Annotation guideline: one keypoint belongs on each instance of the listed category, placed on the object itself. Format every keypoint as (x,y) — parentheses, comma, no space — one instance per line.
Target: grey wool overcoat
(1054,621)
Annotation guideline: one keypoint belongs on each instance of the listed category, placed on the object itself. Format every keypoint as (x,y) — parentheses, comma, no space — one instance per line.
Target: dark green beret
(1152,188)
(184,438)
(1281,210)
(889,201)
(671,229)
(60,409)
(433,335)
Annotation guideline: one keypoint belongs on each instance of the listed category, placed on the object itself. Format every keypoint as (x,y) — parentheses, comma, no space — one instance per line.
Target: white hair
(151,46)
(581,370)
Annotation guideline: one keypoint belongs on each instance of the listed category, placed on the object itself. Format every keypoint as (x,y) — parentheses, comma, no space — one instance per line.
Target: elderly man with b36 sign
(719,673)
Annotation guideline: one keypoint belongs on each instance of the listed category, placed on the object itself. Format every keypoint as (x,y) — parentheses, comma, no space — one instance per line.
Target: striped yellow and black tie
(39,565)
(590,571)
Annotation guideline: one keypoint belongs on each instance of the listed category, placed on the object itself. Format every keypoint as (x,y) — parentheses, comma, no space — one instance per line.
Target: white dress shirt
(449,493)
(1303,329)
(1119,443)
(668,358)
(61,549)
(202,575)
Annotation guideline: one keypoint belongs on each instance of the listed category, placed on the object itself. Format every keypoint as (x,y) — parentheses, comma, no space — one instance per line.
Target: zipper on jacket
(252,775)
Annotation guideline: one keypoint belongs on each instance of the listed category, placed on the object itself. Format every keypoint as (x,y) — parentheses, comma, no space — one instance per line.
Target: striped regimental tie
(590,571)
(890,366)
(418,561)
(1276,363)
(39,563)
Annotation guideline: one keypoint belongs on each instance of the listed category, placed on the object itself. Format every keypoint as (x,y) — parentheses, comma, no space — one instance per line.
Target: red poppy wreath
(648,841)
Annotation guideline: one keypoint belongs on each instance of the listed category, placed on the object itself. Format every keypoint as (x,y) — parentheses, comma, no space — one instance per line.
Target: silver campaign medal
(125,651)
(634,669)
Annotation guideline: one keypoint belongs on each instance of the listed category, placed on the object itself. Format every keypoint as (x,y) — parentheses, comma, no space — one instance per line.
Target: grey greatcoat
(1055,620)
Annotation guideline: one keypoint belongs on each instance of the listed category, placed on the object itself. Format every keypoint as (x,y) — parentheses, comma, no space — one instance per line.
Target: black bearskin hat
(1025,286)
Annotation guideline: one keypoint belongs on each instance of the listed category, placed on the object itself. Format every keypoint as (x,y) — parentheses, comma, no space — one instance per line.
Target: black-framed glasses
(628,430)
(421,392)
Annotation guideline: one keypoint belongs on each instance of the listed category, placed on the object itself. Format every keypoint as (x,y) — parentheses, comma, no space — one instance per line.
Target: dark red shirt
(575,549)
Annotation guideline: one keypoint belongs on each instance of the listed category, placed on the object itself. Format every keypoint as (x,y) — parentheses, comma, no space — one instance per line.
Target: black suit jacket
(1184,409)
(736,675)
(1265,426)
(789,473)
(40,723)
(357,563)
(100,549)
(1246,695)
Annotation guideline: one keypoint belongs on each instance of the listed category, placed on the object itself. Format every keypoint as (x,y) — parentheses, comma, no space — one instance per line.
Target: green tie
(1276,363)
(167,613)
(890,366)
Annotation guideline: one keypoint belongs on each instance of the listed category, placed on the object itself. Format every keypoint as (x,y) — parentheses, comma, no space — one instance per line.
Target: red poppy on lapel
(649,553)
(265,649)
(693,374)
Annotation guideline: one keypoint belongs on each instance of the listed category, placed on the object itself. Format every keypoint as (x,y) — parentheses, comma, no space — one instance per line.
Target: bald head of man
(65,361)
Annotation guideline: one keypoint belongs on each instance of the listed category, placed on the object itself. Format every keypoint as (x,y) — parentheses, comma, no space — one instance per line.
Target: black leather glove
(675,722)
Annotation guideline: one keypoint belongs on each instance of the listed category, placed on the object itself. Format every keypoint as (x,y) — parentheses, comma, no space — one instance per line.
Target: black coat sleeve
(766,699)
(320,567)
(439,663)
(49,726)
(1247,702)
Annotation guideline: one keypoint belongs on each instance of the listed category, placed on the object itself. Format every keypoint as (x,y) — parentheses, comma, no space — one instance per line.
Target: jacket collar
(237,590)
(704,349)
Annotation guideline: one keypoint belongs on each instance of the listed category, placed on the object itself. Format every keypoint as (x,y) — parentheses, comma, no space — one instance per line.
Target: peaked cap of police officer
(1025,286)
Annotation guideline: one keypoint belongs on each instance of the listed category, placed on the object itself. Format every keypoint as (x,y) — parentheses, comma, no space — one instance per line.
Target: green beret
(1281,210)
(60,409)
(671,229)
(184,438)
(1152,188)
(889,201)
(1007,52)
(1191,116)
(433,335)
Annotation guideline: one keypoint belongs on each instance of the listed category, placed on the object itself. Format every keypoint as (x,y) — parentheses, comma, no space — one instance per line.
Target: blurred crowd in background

--

• Exercise requirements:
Return the listing word for word.

• Result:
Annotation guideline: one keypoint belongs on each instance of the listed category, placed on the object itself. Format every keypoint as (x,y) — parentheses, comma, no space — one instance per line.
Target: grey wool overcoat
(1054,621)
Annotation guideline: one keypoint belongs on each instance of the listed category, placed on the object itself. Format every keypoint as (x,y) — parentheses, comma, no space — one instance per line.
Target: dark green beret
(1152,188)
(184,438)
(1281,210)
(889,201)
(671,229)
(60,409)
(433,335)
Annotation guideline: one keypoint belongs on each instance of the listed category, placed on the object itself. Format every keypoint as (x,y) — parentheses, comma, no space — one instance per line.
Target: white hair
(151,46)
(581,370)
Annotation guideline: one keypoint belongs on each instance of the listed category, placed on the object itself. Format every keypoint as (x,y) — parentheses, comma, no space — one instance per line.
Target: elderly man with b36 sign
(719,673)
Annotation guideline: one keypoint belongs on each instance of the listed category, placed on the object itself. Format every keypoint as (x,y) — parentheses, comma, no space — one instance per line.
Target: striped yellow and black tie
(39,565)
(590,571)
Annotation guideline: one keypoint belongs on each instance of the listed category, placed on the object itself. Format every keypoint as (x,y) — parentheses, comma, no space — one instance per line.
Target: white dress shirt
(449,493)
(1303,329)
(1119,443)
(668,358)
(61,549)
(202,575)
Annotation guideline: one keypoint belongs on each instance of the listed category, placed on the object itself. Format every keypoint as (x,y) — parentheses, comma, no space — one instance per line.
Target: zipper on jacket
(252,775)
Annotation guideline: one keypoint belongs on each instance of the listed category, placed on the object itself. Format every keypoint as (x,y) — parentheses, comma, no space — one instance per line.
Target: striped regimental tie
(590,571)
(890,366)
(418,561)
(1276,363)
(39,563)
Annotation guideline: one keypoint belongs on each instance of the listed category, placed on the object itself. Format every keypoint as (x,y) — parentheses, comma, no space — one instance per line.
Target: red poppy wreath
(648,841)
Annotation guideline: one keypoint belongs on each instance of the listed category, placed on the object itself. Format every keypoint as (x,y) — parentheses, comma, no space — one instance per line.
Target: silver campaign medal
(125,651)
(634,669)
Annotation guideline: one keypoint belongs on each instance of the listed category, placed on the object itself. Format every keypoint as (x,y) — parentheses, comma, no space — one instance per line.
Target: grey greatcoat
(1055,620)
Annotation guideline: one keypoint belongs on each instance of the listed category, placed on the object itself. Format every keypoint as (x,y) — parentheses, comma, no space — one instance per line.
Target: black bearskin hat
(1025,286)
Annotation guideline: one keypoint belongs on each instance of the listed category, placed on the object itself. Format every keypoint as (x,y) — parentheses, comma, no space — one instance per line.
Target: black-framed glasses
(628,430)
(421,392)
Annotation guideline: one keypoint belongs on each instance of the listed category, placed on the object itself. Format every keypoint as (x,y) — parentheses, comma, no space — one instance per line.
Target: dark red shirt
(575,549)
Annotation guideline: one keypoint belongs on each instance of the listed category, placed on the object itself. Format every keypoint as (x,y) — parentheses, comma, no space — one instance per line.
Target: black suit jacket
(1184,409)
(736,675)
(1265,426)
(789,473)
(40,723)
(357,563)
(100,549)
(1246,695)
Annotation guideline: one keypoint belongs on each instance of the listed category, placed on the object itself. Format every keypoint as (x,y) — parentheses, comma, no space — one instance per line.
Target: green tie
(1276,363)
(167,613)
(890,366)
Annotation guideline: one keypoint belongs on each instance of the listed category, placed on the object itself. Format every keypoint as (x,y) — parentheses, comma, no space — one instance per line.
Target: red poppy on lapel
(649,553)
(265,649)
(693,374)
Annotation guideline: one keypoint belongs on each instance of the listed category, placed on the object itself. Format every keypoint as (x,y) — parentheses, comma, no space — one instance per line.
Target: bald head of man
(65,361)
Annotation guideline: one keypoint belongs on each instance of the listed category, placed on the object itself. Format every keypoint as (x,y) — parentheses, comma, no space — one instance per line.
Target: black leather glove
(675,722)
Annotation guideline: one keypoint belongs on each instance of the listed category, placed on the object itself. Format every keypoint as (x,y) — parentheses, comma, no space — one instance per line.
Target: black coat sleeve
(766,699)
(320,567)
(439,663)
(49,726)
(1247,702)
Annotation guideline: one keypoint belongs on each instance of the listed category, placed on the object itself. Format every keypoint as (x,y) — parentheses, comma, no space — one instance per line.
Target: jacket collar
(237,590)
(704,349)
Annotation guideline: one keypoint belongs on each instance of the listed category, placed on the object itself. Format every keypoint as (x,y) — parentheses, comma, no space — one instance per line.
Target: peaked cap of police officer
(1025,286)
Annotation guideline: one keypoint belongs on each instance of the listed category, placed on the object itself. Format every keypoint as (x,y) — parentheses, comma, no space — one instance per line.
Target: green beret
(1281,210)
(60,409)
(671,229)
(184,438)
(1152,188)
(889,201)
(1007,52)
(1191,116)
(433,335)
Annotation guideline: one keypoint belongs on each instance of the listed category, placed on the object itself. Format every keypoint as (x,y) — parentheses, comma, no space — one instance per line.
Target: blurred crowd in background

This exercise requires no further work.